• **Source extract**
= Beginning of Section =

Tuesday, 7 July 2026 · New York Edition · 13 min
Dow at 53k. Tech volatility is the real story.
Transcript
Tom Dow at fifty-three thousand — buddy, that's a headline and a half. But if you pull back the curtain, the real story is a tech volatility spike that's straight out of the dot-com playbook. We're digging in.
Marie Welcome to Investment Flash New York Edition for July seventh. I'm Marie, joined by Tom and Gerald. Markets closing at records, but the vibes underneath are anything but calm. Let's get into it.
Tom Alright, the Dow industrials closed above 53,000 for the first time. Chip stocks led the charge — a nice comeback after a rough week. I mean, last session's rally was broad, not just a few names. This feels like a sentiment shift, not just a number.
Gerald Tom, the Dow's a price-weighted index of thirty stocks. It's a nice round number, but the S&P 500 is already near records too. What exactly is new? To be fair, the semiconductor ETF is still down four and a half percent for the week and ten percent off its high. That's not a comeback — it's a dead cat stretching.
Tom Gerald, it's the direction that matters. The semis staged a rally in the face of all that AI overbuild worry. That's resilience. And the S&P 500 ETF is up ten percent year to date. Momentum is momentum, buddy.
Marie Tom, you literally said semis were cooked last quarter. Now they're the heroes of the Dow? Calling the bottom on memory chips again — that's six bottoms this cycle.
Tom Ha — fair, I got that wrong. But momentum shifts, Marie. That's the point.
Marie Hang on — but Bloomberg's flagging that tech volatility relative to the S&P just hit dot-com bust levels. That's not resilience, that's anxiety. The VIX is still comatose at sixteen, but the volatility skew in tech is screaming. If earnings season disappoints, those growth names could get hit hard.
Gerald Exactly. The Nasdaq 100 ETF is four percent below its high with a price-to-earnings ratio in the stratosphere. Tech volatility at dot-com extremes while the broad market yawns — that's a disconnect, Tom. It's like a fire alarm going off in one wing of the building and everyone in the other wing ordering dessert.

= End of Section =

• **Task to carry out**
Resume the transcript about the Dow's record close and tech volatility, beginning immediately after "everyone in the other wing ordering dessert."

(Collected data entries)
= Beginning of Section =

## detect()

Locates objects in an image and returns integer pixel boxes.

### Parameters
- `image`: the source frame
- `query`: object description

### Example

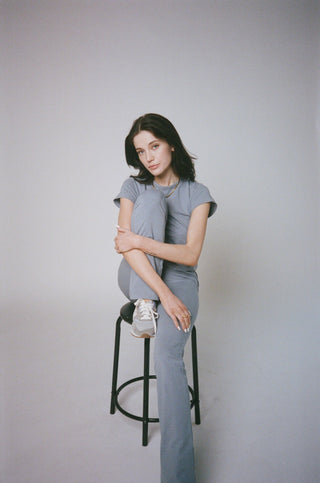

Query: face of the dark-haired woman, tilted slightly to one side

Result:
[133,131,174,178]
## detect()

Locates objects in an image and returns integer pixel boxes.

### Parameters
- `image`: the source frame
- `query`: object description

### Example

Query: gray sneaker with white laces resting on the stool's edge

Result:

= End of Section =

• **Answer for the task**
Tom Ha — ordering dessert. Alright, fair enough. But the dessert might be the industrials and materials that Goldman is talking about. We've got the asset-heavy rotation signal — those value names are moving, and that's what's pulling the Dow higher, not the tech names.
Marie But Tom, the Wall Street Journal is reporting that Meta might actually rent out excess compute. If AI capex is already overbuilt, that undercuts the entire chip demand story. Nvidia is seventeen percent below its high, and Meta's rally on that news isn't a growth signal — it's cost-cutting.
Tom Marie, one company renting out some GPUs doesn't mean the AI build is over. Hyperscalers are still spending billions. The chip stocks are just catching their breath. This is a buying opportunity, not a collapse.
Gerald Alright, but while you two debate tech, there's a real value story brewing across the pond. The Financial Times reports the Bank of England is planning to ease bank capital rules. That frees up lending capacity for UK banks. Lloyds is up fifteen percent year to date, but Barclays is trading at a forward P E ratio of eight and a half and actually dipped nearly two percent last session. That's a gift with a regulatory tailwind.
Marie Right, and this is a structural shift — not just a one-off. If capital requirements are permanently lower, it changes the earnings profile for these banks. And look at HSBC, still eight percent below its high with a twenty-two percent gain year to date. That's the kind of regulatory support that can keep running. But Gerald, is the market already pricing a lot of this? The FT exclusive might already be in the price.
Gerald To be fair, Lloyds is near its high, so maybe it's priced. But Barclays at a P E ratio of eight times forward earnings? That's still cheap, especially if the rules actually change. The market doesn't fully trust the Bank of England to deliver, so there's still upside if they do.
Tom Exactly.
Gerald One hundred percent.
Marie That's the value trade.
Marie But here's a wildcard that could blow up all these correlations: the Financial Times is reporting a Qatari gas tanker was hit in the Strait of Hormuz. That chokepoint handles a massive slice of global energy traffic. The oil ETF is thirty-two percent below its fifty-two-week high — geopolitical risk is basically not priced.
Tom For real? That's a catalyst. Energy stocks, natural gas, oil — they'd spike on any escalation. The energy sector ETF is up sixteen percent year to date but still sixteen percent below its high. If Hormuz heats up, that sector could catch a bid fast.
Gerald Tom, you're getting excited about a single tanker hit? The market's seen these incidents before and usually shrugs unless it's a sustained disruption. The oil ETF barely budged last session — up a third of a percent. I'd wait for confirmation before jumping in.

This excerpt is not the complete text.